**Provided passage**
…The signs are clearly all around us. The mission and purpose of the United States is now that of a permanent war economy patrolling the globe and exterminating the infidels (1 Samuel Eight).
The office of the president, with the acquiescence of the Congress, is fast becoming the office of a supreme leader who can change law through “signing statements” and extinguish law through an assumption of war powers. We have become a nation that practices torture. We have become a nation that targets and kills civilians. We have become a nation that disappears people. We imprison people without trial. We monitor what we say,who we say it to, when we say it, where we say it. All of this in the name of freedom and all of this disguised as justice. All of this covered with the silence and blessing of the clergy who will not blow the trumpet.
The signs are clearly all around us. We have students spying on their professors. We have government agencies spying on us. We have our computer transactions monitored. We have our children accosted by military recruiters at school, through the mail, through the media, at the mall. Meanwhile the price of war rises into the multiple billions even as spending cuts slice through the poor and the working class. But, from the pulpit, we dare not speak its name: this name that has become the reality of our time.

**Exercise task 1**
Decide whether each statement agrees with the passage on the war economy, answering yes or no and quoting the deciding words: (a) the president's office gains power with the acquiescence of the Congress; (b) the price of war is falling; (c) students are spying on their professors.
**Exercise task 2**
List every place or means the passage on the war economy names where military recruiters accost children.
**Exercise task 3**
Reproduce the passage on the war economy starting at the words "The office of the" and ending after "blow the trumpet.".

**Data extract**
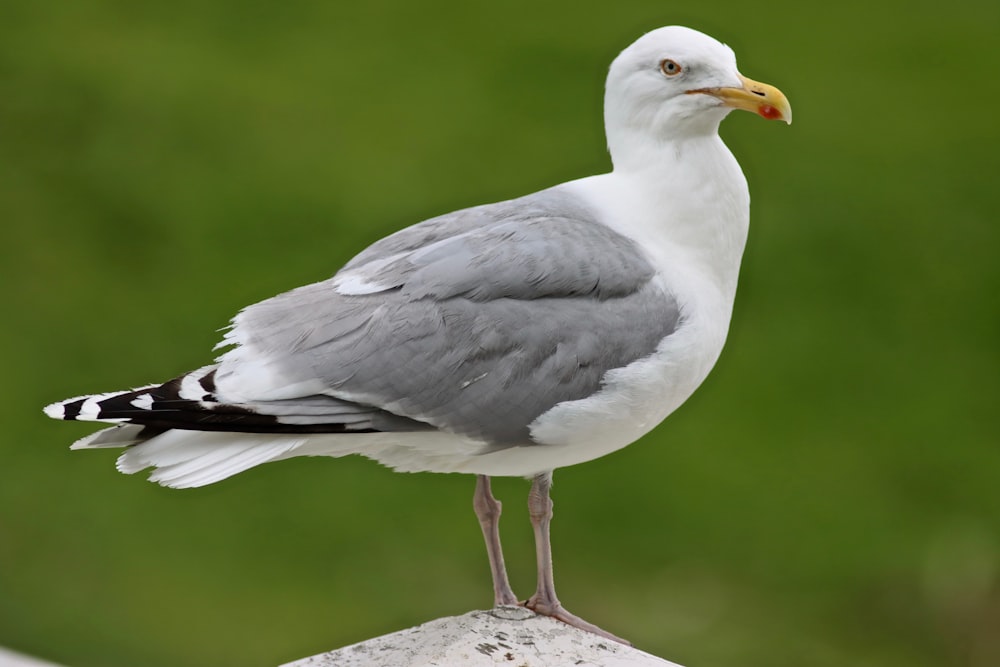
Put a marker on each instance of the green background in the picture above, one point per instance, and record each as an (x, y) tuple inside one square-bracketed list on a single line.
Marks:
[(829, 497)]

**Written answer 1**
(a) Yes: "with the acquiescence of the Congress"
(b) No: "the price of war rises into the multiple billions"
(c) Yes: "We have students spying on their professors."

**Written answer 2**
at school
through the mail
through the media
at the mall

**Written answer 3**
The office of the president, with the acquiescence of the Congress, is fast becoming the office of a supreme leader who can change law through “signing statements” and extinguish law through an assumption of war powers. We have become a nation that practices torture. We have become a nation that targets and kills civilians. We have become a nation that disappears people. We imprison people without trial. We monitor what we say,who we say it to, when we say it, where we say it. All of this in the name of freedom and all of this disguised as justice. All of this covered with the silence and blessing of the clergy who will not blow the trumpet.